Give the records back in full, exactly as they read.

Stored items
————————

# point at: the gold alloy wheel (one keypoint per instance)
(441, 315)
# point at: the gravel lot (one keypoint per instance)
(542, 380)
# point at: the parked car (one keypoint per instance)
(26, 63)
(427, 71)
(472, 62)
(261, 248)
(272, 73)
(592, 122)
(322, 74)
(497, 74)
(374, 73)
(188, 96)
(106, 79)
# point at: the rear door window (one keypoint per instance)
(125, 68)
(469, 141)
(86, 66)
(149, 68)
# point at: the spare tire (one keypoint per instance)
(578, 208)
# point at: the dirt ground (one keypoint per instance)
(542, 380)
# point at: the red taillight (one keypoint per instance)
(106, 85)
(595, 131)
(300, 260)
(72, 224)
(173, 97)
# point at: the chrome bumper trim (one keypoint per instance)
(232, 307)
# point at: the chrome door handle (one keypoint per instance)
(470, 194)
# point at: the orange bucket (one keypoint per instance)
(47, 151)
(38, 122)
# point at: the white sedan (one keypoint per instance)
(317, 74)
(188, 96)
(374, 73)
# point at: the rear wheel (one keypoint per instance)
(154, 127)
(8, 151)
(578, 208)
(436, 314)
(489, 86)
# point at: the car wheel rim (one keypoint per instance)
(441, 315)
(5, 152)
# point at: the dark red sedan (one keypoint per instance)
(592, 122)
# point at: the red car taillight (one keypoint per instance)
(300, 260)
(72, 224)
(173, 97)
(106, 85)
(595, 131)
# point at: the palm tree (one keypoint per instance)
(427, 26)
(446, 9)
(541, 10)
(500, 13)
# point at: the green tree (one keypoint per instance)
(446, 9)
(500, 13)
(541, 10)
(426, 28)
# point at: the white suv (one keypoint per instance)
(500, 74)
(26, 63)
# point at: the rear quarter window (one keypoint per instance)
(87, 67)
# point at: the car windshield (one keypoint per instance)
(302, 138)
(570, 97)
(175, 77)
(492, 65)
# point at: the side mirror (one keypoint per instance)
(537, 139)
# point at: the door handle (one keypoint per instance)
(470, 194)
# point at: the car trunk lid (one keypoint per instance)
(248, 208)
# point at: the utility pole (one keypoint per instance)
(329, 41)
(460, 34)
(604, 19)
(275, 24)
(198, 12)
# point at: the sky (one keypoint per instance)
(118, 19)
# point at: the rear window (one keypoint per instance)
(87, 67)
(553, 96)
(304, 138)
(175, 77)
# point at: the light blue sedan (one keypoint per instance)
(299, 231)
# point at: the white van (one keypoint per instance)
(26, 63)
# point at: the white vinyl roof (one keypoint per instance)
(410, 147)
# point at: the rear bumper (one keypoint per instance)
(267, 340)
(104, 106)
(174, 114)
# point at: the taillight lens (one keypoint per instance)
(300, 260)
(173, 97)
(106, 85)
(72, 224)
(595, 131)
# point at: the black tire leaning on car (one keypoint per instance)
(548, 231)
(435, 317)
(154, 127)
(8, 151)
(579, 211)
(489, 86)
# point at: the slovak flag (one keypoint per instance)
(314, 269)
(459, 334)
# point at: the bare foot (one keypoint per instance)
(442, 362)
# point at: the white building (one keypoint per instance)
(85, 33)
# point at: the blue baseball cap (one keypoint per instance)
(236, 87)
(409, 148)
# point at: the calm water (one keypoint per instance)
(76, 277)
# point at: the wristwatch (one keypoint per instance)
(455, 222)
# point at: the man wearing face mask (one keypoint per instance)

————————

• **Result**
# point at: the gold alloy wheel (one keypoint per instance)
(441, 315)
# point at: the gravel lot (one keypoint per instance)
(542, 380)
# point at: the parked car (one keypoint per instance)
(26, 63)
(427, 71)
(472, 62)
(261, 248)
(272, 73)
(592, 122)
(322, 74)
(497, 74)
(374, 73)
(188, 96)
(106, 79)
# point at: the rear door window (one keypoint per instance)
(125, 68)
(469, 141)
(86, 66)
(149, 68)
# point at: the spare tire (one keypoint per instance)
(578, 208)
# point at: the dirt ground (one keypoint per instance)
(542, 380)
# point at: the red taillight (one keypoint per instance)
(106, 85)
(595, 131)
(300, 260)
(72, 224)
(173, 97)
# point at: the chrome bumper trim (one keypoint per instance)
(232, 307)
# point at: the chrome door handle (one keypoint per instance)
(470, 194)
# point at: the orange bucket (one keypoint per instance)
(47, 151)
(38, 122)
# point at: the white sedan (one keypoint per instance)
(317, 74)
(188, 96)
(374, 73)
# point at: the rear wheel (one keypoint per instance)
(154, 127)
(8, 151)
(578, 208)
(436, 314)
(489, 86)
# point at: the car wheel rim (one keypoint per instance)
(441, 315)
(5, 152)
# point at: the dark red sedan (one keypoint per instance)
(592, 122)
# point at: the red car taillight (one keypoint per instance)
(300, 260)
(72, 224)
(173, 97)
(106, 85)
(595, 131)
# point at: the palm tree (one keypoint per instance)
(427, 26)
(446, 9)
(541, 10)
(500, 13)
# point at: the green tree (one keypoint per instance)
(446, 9)
(500, 13)
(541, 10)
(426, 28)
# point at: the white suv (one keypoint per instance)
(500, 74)
(26, 63)
# point at: the rear quarter window (one keypoint per instance)
(87, 67)
# point at: the car windshield (one keypoint per instance)
(302, 138)
(570, 97)
(175, 77)
(492, 65)
# point at: the side mirror (one keypoint per instance)
(537, 139)
# point at: the door handle (one keypoint per instance)
(470, 194)
# point at: the car trunk lid (one keypoint per instance)
(248, 208)
# point at: the utility pole (one keypoint per instance)
(329, 41)
(460, 34)
(604, 19)
(275, 24)
(198, 12)
# point at: the sky (one keypoint per instance)
(118, 19)
# point at: the rear window (one keypoint per instance)
(87, 67)
(553, 96)
(304, 138)
(175, 77)
# point at: the light blue sedan (one keypoint per instance)
(299, 231)
# point at: the white van (one keypoint per instance)
(26, 63)
# point at: the white vinyl roof (one keypoint per instance)
(410, 147)
# point at: the rear bumper (one keypoint per instance)
(267, 340)
(104, 106)
(174, 114)
# point at: the taillight lens (one keypoint per instance)
(300, 260)
(173, 97)
(106, 85)
(72, 224)
(595, 131)
# point at: the black tire leaning on car (one keypoint per instance)
(548, 231)
(435, 317)
(154, 127)
(8, 151)
(579, 211)
(489, 86)
# point at: the slovak flag (one keypoint per instance)
(314, 269)
(459, 334)
# point at: the bare foot (one keypoint per instance)
(442, 362)
# point at: the white building (one keypoint per instance)
(85, 33)
# point at: the blue baseball cap (one keypoint per instance)
(236, 87)
(409, 148)
# point at: the calm water (one keypoint per instance)
(76, 277)
# point at: the wristwatch (one keypoint per instance)
(455, 222)
# point at: the man wearing face mask (one keypoint per instance)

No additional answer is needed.